Text section:
---
IT Automation Visits Microsoft Management Summit 2013

Tue, Apr 09, 2013 @ 12:04 PM

Microsoft Management Summit 2013

2013 Microsoft Management Summit

Attending Microsoft Management Summit (MMS) presents the opportunity to speak with system admins, DBAs, IT operations, upper management and more about the benefits that taking a unified approach to automation can deliver to datacenter, runbook or IT operational processes.

On the one side you have workload automation, which can trace its roots back to mainframe batch scheduling and has since moved to the forefront as a backbone for most of today’s mission-critical IT projects. It’s more important than ever in automating the underlying IT processes that directly support the business, i.e. passing data and managing dependencies between critical business applications, automating data warehousing/BI processes and more.

On the other side you have IT process automation…aka runbook automation and IT operational processes…that many of the System Center constituency here at MMS is predominately concerned about. Typically IT operations will handle the automation of processes such as provisioning virtual resources, machine configuration, incident management, change and release management functions, etc. with their own, “point” automation tools. The problem is when the departmental boundaries cross and business processes and IT operational processes become co-dependent on each other, taking an “elemental” approach to IT automation with these “point” automation tools builds boundaries to unifying and automating across process types.
---
Source data:

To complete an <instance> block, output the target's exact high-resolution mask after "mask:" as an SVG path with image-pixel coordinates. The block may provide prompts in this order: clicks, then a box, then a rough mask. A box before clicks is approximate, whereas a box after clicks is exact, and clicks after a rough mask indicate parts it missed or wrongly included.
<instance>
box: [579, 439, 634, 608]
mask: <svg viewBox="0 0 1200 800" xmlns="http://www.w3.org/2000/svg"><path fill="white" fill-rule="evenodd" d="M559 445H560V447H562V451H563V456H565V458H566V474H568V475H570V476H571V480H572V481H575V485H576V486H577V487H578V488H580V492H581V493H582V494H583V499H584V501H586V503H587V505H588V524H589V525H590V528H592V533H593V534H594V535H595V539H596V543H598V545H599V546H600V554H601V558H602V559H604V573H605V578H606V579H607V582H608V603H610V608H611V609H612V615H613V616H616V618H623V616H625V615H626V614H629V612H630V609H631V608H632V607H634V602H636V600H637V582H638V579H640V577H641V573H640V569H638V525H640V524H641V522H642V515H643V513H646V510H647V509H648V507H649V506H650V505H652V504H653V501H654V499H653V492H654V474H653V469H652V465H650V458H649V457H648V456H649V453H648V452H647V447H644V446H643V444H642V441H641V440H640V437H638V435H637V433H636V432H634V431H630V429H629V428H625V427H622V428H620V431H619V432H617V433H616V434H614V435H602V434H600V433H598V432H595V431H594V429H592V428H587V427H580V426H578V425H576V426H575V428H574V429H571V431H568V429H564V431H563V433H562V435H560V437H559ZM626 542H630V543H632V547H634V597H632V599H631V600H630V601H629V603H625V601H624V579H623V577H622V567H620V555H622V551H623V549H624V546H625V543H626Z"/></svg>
---
Brief 1:
Answer these questions about the Microsoft Management Summit text:
(a) What can workload automation trace its roots back to?
(b) By what other names is IT process automation known?
(c) With what kind of tools does IT operations typically automate processes such as provisioning virtual resources?
Brief 2:
Please extract the passage of the Microsoft Management Summit text between "Tue, Apr 09, 2013" and "IT operational processes.", inclusive.

Final answer 1:
(a) Mainframe batch scheduling.
(b) Runbook automation and IT operational processes.
(c) Their own "point" automation tools.

Final answer 2:
Tue, Apr 09, 2013 @ 12:04 PM

Microsoft Management Summit 2013

2013 Microsoft Management Summit

Attending Microsoft Management Summit (MMS) presents the opportunity to speak with system admins, DBAs, IT operations, upper management and more about the benefits that taking a unified approach to automation can deliver to datacenter, runbook or IT operational processes.